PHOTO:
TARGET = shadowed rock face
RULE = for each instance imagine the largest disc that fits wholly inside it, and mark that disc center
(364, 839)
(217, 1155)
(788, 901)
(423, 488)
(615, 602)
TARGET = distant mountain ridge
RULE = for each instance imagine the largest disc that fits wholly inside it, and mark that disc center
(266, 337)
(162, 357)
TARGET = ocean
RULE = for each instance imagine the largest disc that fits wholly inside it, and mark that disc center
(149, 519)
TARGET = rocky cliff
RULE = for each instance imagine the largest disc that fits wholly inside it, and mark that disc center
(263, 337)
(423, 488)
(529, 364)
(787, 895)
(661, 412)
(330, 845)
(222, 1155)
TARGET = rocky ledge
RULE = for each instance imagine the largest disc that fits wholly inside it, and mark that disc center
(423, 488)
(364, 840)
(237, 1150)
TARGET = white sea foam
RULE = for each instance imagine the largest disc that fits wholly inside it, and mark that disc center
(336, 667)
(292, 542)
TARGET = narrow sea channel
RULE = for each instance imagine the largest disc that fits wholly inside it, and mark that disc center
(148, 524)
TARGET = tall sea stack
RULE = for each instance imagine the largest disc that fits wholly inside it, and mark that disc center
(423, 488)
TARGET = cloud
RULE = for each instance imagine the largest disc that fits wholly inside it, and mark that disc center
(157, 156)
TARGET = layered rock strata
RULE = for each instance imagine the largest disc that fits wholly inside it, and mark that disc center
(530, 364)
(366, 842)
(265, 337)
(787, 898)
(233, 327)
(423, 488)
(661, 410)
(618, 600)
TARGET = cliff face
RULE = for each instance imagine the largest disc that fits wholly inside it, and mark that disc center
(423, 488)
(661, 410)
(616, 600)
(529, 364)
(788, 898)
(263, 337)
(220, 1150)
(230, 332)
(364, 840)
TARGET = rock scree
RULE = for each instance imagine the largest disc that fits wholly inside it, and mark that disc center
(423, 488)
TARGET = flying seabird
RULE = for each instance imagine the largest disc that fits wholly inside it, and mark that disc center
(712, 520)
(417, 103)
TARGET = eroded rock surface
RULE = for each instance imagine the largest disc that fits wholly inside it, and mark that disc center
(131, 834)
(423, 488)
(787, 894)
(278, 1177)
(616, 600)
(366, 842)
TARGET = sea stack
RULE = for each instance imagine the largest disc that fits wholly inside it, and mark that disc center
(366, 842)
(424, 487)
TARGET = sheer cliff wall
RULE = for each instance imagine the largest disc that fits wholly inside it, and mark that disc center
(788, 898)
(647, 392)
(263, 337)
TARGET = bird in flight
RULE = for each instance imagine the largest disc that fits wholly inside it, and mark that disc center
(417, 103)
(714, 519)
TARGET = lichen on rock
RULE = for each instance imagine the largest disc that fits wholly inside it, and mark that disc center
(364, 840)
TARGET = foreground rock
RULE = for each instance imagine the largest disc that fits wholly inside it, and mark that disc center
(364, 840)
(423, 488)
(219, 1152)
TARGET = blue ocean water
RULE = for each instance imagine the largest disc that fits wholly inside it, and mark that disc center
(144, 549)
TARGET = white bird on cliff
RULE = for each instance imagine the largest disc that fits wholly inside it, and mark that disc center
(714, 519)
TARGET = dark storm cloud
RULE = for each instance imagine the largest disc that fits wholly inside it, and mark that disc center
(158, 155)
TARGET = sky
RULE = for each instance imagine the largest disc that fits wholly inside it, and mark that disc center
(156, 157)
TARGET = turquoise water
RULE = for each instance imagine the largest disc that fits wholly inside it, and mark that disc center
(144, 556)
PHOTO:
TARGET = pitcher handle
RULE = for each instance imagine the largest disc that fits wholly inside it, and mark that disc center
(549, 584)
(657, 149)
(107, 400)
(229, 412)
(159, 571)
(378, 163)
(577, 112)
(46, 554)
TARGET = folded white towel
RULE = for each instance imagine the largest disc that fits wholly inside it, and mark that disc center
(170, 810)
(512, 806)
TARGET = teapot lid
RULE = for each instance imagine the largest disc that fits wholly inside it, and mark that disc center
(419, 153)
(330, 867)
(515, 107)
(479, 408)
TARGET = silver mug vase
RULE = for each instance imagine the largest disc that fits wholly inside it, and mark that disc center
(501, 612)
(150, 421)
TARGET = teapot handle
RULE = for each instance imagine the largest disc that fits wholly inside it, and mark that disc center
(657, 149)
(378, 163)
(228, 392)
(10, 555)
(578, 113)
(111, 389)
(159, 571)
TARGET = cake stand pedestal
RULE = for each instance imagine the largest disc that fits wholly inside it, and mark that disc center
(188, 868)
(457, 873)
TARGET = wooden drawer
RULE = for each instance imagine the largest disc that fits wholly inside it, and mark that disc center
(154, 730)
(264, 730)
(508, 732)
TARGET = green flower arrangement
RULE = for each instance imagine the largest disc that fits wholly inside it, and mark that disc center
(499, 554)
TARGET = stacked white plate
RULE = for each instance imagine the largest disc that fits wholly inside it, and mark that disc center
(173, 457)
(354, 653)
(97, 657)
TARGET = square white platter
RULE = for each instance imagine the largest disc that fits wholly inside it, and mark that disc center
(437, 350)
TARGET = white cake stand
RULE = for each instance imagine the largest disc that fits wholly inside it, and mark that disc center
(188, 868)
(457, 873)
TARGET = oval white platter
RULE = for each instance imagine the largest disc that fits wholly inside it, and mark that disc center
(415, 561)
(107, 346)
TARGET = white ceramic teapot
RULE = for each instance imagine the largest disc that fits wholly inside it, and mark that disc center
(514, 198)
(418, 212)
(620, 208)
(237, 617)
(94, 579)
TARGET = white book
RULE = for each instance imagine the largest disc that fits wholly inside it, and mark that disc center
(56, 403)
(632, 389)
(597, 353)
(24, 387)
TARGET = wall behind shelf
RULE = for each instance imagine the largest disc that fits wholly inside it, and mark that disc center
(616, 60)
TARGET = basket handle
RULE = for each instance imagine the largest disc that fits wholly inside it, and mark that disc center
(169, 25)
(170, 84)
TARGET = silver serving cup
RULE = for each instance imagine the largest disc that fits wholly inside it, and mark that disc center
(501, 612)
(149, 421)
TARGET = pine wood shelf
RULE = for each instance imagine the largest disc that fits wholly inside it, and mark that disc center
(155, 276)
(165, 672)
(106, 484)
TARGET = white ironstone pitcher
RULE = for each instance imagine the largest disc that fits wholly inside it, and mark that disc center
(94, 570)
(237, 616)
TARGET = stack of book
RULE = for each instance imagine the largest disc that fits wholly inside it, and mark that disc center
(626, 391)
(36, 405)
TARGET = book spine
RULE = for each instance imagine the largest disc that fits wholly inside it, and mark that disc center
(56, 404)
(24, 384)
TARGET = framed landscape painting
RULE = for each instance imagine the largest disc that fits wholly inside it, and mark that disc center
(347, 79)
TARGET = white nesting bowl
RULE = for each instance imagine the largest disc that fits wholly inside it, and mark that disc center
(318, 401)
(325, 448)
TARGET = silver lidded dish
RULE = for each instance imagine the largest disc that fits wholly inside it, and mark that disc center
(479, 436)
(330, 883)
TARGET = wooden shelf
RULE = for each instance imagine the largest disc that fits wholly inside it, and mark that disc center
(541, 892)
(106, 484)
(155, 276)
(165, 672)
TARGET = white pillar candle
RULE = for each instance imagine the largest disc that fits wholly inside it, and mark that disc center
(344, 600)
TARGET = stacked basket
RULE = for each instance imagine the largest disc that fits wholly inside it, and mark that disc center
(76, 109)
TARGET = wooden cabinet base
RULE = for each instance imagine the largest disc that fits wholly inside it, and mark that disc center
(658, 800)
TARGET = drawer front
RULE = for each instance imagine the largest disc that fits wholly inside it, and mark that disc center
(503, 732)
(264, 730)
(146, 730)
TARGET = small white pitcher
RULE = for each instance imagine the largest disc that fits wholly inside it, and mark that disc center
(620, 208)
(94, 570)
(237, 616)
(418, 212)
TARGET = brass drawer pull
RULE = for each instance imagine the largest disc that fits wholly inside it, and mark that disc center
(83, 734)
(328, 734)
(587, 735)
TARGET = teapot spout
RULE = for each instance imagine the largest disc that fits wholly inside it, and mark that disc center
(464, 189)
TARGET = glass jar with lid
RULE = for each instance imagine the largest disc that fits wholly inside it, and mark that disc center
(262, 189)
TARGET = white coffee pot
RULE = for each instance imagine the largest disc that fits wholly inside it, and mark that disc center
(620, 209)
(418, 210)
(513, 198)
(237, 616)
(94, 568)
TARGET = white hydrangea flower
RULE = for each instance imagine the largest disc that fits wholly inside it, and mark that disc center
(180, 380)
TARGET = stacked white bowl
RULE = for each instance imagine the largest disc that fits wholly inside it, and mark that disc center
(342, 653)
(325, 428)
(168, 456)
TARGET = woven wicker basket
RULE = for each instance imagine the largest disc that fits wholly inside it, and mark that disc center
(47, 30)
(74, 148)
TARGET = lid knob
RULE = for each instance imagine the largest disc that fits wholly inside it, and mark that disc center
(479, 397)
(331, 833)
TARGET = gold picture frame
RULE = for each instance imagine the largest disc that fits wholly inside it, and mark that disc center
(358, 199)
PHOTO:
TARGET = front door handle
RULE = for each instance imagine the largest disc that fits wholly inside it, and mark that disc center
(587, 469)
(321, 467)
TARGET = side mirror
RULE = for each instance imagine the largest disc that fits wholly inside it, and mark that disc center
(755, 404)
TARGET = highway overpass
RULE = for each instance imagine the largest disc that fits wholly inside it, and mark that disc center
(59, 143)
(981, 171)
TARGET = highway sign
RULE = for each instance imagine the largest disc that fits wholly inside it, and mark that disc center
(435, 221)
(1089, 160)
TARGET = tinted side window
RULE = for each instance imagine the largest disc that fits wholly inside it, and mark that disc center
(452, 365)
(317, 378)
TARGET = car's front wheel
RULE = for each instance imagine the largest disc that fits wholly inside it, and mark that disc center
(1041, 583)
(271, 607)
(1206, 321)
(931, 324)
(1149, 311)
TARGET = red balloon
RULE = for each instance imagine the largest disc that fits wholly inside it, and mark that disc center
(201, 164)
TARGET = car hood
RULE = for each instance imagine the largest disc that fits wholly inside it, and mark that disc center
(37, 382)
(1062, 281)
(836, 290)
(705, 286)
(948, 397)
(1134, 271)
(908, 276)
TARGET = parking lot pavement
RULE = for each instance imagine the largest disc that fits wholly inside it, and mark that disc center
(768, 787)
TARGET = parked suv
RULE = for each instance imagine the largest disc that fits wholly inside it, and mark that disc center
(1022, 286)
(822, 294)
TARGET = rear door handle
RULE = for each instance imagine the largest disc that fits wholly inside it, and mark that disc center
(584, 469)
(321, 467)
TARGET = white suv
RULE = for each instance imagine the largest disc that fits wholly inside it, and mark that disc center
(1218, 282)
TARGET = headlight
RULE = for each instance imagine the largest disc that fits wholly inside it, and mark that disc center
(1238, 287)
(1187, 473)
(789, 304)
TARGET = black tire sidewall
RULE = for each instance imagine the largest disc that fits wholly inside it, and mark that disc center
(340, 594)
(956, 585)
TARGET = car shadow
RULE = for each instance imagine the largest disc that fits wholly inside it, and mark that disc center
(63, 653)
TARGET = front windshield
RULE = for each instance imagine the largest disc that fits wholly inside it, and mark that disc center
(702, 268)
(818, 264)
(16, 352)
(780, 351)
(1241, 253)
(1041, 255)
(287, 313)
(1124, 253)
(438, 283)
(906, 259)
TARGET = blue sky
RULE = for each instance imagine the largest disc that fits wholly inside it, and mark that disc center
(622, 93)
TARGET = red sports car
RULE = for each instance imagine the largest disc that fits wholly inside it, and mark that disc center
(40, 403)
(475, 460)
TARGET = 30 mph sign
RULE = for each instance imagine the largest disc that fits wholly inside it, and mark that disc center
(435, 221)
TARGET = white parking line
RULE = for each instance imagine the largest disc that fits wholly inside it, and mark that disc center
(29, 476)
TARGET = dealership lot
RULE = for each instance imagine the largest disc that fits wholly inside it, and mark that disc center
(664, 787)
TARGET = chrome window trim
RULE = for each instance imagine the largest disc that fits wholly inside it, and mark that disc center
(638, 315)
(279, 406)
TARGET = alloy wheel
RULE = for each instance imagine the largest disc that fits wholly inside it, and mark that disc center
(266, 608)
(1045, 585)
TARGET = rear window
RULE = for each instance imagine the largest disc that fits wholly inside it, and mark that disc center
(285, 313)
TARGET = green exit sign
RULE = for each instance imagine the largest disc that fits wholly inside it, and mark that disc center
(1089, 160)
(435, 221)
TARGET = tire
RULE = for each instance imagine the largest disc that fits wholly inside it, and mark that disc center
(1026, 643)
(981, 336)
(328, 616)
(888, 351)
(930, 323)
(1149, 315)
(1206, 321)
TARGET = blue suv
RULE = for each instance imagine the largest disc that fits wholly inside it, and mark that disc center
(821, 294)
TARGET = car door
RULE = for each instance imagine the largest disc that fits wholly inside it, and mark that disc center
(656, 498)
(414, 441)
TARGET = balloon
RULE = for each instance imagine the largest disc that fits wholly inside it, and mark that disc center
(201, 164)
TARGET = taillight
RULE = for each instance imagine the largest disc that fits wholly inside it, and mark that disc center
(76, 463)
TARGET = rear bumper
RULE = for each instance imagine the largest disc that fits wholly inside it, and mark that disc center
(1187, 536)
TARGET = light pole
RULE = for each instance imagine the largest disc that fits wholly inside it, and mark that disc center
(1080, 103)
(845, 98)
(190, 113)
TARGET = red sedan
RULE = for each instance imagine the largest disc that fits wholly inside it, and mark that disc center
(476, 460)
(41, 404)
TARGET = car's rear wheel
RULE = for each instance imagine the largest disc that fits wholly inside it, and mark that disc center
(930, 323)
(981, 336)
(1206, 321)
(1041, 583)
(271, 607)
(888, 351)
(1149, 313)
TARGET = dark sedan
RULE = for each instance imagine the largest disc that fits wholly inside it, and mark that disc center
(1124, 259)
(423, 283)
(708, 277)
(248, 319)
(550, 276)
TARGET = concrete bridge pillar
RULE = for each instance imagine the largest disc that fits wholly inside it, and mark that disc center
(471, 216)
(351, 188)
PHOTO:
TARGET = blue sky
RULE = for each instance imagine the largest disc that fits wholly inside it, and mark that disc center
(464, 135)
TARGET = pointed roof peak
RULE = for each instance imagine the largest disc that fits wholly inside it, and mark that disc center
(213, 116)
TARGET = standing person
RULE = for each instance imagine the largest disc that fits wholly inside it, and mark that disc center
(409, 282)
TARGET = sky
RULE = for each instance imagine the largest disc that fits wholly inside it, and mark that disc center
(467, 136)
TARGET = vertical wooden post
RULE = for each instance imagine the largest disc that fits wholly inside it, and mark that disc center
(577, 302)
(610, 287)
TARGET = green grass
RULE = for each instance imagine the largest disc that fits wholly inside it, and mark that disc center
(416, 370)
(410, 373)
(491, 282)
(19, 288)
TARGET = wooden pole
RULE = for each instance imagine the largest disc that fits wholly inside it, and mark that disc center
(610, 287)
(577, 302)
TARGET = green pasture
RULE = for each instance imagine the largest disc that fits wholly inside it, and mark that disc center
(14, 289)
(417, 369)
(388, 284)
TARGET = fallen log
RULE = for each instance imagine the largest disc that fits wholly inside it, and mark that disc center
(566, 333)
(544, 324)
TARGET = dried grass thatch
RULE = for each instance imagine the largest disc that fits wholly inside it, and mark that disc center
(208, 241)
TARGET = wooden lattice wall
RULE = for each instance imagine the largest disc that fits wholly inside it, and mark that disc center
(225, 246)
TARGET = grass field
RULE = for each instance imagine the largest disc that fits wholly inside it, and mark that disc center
-=-=-=-=-
Each line from the one containing "TARGET = fallen log" through the end of the entries, both included, is to be returned exactly, with no other lines.

### RESULT
TARGET = fallen log
RULE = for each instance imagine the largest disc that fits wholly inside it, and mark that disc center
(566, 333)
(544, 324)
TARGET = dried grass thatch
RULE = for each instance imagine the largest disc that fits wholly inside it, and mark that disc center
(208, 241)
TARGET = wooden lattice wall
RULE = for each instance imagine the largest disc that fits wholly inside it, and mark that disc center
(225, 246)
TARGET = grass field
RULE = for each instance imagine the largest disc that fits wholly inside it, and mark that disc center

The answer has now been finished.